- **DOCUMENT PASSAGE**
>> START

• Angie

The tough conversation sparked by a Super Bowl ad I had with my 6-year-old

It is a tradition in our home, like many homes, to watch the Super Bowl. As the resident woman of the house, I get to watch my husband and sons bond at this outward show of masculinity. It never takes long before my sons start to jump and wrestle with each other in the excitement of the game. Chips all over the floor. I don't mind. It's a tradition.


Soon after it starts, the questions come, "when can we play football?" They want to be big and strong like the men on the screen. I want them to be big and strong one day too. Bigger and stronger than me. 


Of course, you can't experience the Super Bowl (live at least) without the commercials. As my then 6 and 4-year-old sons watched the 2019 Super Bowl, we came to an ad that showed girls around their age playing football against grown men. The narrator said something like, "when girls face their challenges, they are stronger... when girls get to play, they learn to win." The commercial didn't stand out much to me; I understood the social undertone. The intention was to show girls/women empowerment... through little girls playing a man's sport.

>> END

- **SUPPLIED RECORDS**
>> START

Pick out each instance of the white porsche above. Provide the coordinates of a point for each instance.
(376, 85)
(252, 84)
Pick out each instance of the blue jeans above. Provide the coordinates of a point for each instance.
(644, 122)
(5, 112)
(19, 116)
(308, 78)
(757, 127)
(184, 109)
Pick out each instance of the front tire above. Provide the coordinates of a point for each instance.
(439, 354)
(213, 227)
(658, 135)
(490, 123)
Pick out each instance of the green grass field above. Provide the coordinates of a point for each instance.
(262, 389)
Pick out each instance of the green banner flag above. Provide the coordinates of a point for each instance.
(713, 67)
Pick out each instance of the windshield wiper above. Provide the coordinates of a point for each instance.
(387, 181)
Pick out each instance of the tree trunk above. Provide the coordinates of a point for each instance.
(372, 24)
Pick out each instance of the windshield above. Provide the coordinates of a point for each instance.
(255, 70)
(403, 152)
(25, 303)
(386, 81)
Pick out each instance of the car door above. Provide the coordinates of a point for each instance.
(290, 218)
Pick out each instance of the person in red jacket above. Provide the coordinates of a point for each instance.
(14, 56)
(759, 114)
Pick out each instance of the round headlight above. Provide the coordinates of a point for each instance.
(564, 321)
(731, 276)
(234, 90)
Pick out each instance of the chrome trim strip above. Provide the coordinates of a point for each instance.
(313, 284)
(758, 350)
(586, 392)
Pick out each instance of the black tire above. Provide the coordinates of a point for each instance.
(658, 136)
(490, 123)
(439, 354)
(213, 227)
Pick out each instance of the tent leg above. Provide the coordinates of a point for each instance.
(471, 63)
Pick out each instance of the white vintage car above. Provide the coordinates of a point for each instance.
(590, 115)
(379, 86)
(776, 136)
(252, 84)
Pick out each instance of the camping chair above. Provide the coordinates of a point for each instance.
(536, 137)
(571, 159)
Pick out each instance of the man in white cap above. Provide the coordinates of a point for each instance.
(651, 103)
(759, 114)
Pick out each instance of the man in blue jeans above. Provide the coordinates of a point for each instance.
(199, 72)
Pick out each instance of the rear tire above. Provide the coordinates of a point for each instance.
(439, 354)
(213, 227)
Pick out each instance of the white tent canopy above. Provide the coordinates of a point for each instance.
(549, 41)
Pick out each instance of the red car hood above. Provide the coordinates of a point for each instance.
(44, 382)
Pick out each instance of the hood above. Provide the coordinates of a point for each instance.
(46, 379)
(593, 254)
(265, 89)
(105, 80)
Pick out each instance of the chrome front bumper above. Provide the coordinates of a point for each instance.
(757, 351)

>> END

- **THINGS TO DO**
**A.** Duplicate the Super Bowl post word for word, everything from "Soon after it" down to "a man's sport.".
**B.** Pick up the Super Bowl post where it stops and write what comes next.

- **ANSWER LIST**
**A.**
Soon after it starts, the questions come, "when can we play football?" They want to be big and strong like the men on the screen. I want them to be big and strong one day too. Bigger and stronger than me. 


Of course, you can't experience the Super Bowl (live at least) without the commercials. As my then 6 and 4-year-old sons watched the 2019 Super Bowl, we came to an ad that showed girls around their age playing football against grown men. The narrator said something like, "when girls face their challenges, they are stronger... when girls get to play, they learn to win." The commercial didn't stand out much to me; I understood the social undertone. The intention was to show girls/women empowerment... through little girls playing a man's sport.

**B.**
It wasn't until my son asked, "Mommy, don't you want to play football so you can be strong?"


"Strong? You don't think I'm strong?" I asked. 


No answer...


He looked up at me with his big eyes. I could tell he was processing what he just watched and what he thought of me. 


Then he responded "But the commercial said..." He stopped, he was confused.


My thoughts raced as to how to respond. Strength? I carried you in my body for nine months. I watched as my body changed from the inside out, shifting and adjusting as you grew. I withstood more pain then I thought possible when I delivered you without meds. My body created food for you and kept you alive for the first year of your life. Then I did it all over again when your brother was born 18 months later. Strength? I was expected back at work sooner than me or you were ready. I pried your little fingers from around my neck, and as you cried, I walked away to go to work and help provide for our family. Strength?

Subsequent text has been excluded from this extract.